## TEXT TO READ
The news is not good for Cutties. The Alberta government, the University of Alberta and Canfor have all ignored the science, their own regulations and will of the people and are proceeding with the experimental logging in Star Creek. There's an update on crowsnestvoice.com today.

 

"It is horrifying that we have to fight our government to save the environment" - Ansel Adams

 

My home watershed has been under assault by our government for decades now and we are almost out of time to save what's left. Cutties are down to five percent of their range and we may not be able to hold on much longer ourselves in the Oldman watershed. Hidden Creek meant the world to us before it was clear-cut with eight out of ten of us living in the Oldman above the dam spawning there. This year our numbers were way, way down. You see, the land between the parks has been considered expendable and has been industry's playground for decades. The carnage left by industry, with the G of A turning a blind eye as they are on Star Creek, has left the land susceptible to further damage by motorized user groups and overgrazing which the G of A supports as it helps blur the damage and gives them an ally. Any of you who have fished the area have seen this first hand. Ironically, the recovery plan for Cutties has a picture of Star Creek on the cover.

## WORK TO DO
Answer these questions from the Star Creek logging text above:
1. Which three parties are going ahead with the experimental logging in Star Creek?
2. To what share of their range are Cutties down?
3. What appears on the cover of the recovery plan for Cutties?

## PROVIDED DATA
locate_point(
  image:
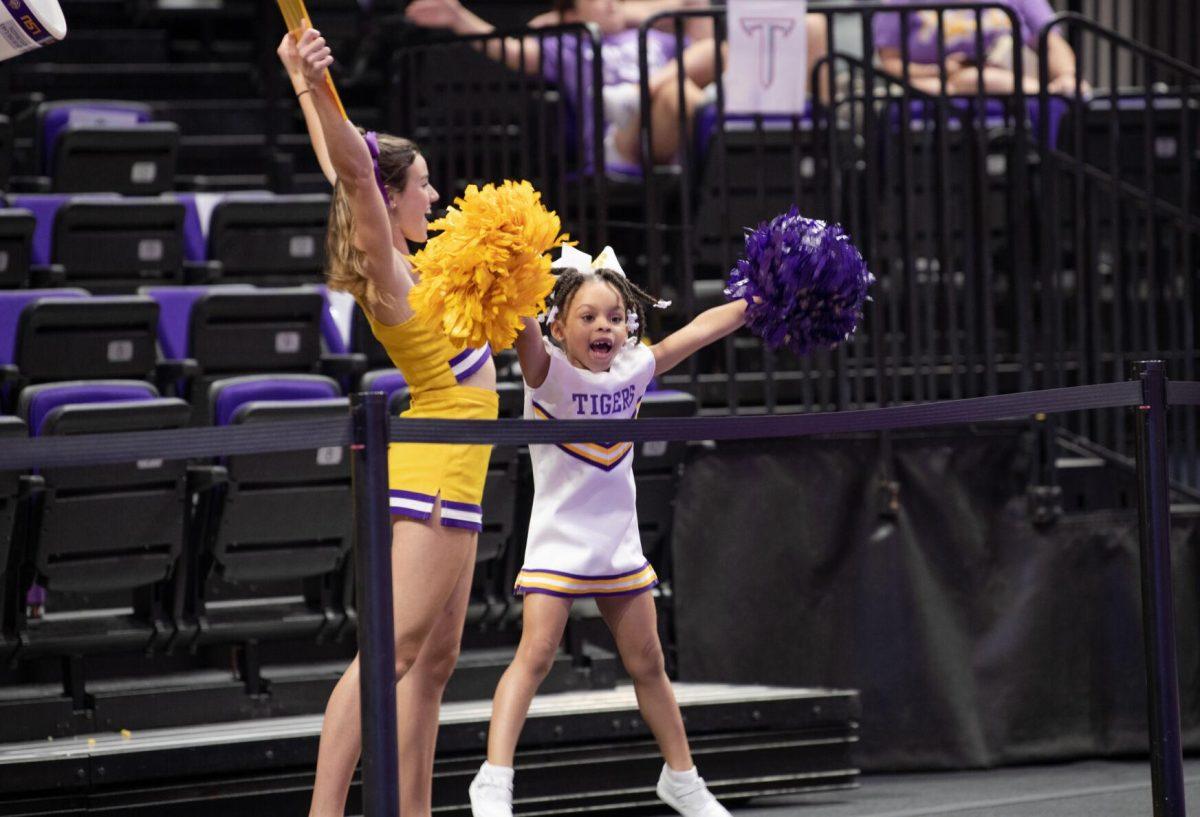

## ANSWER TO THIS EXERCISE
1. The Alberta government, the University of Alberta and Canfor.
2. Five percent.
3. A picture of Star Creek.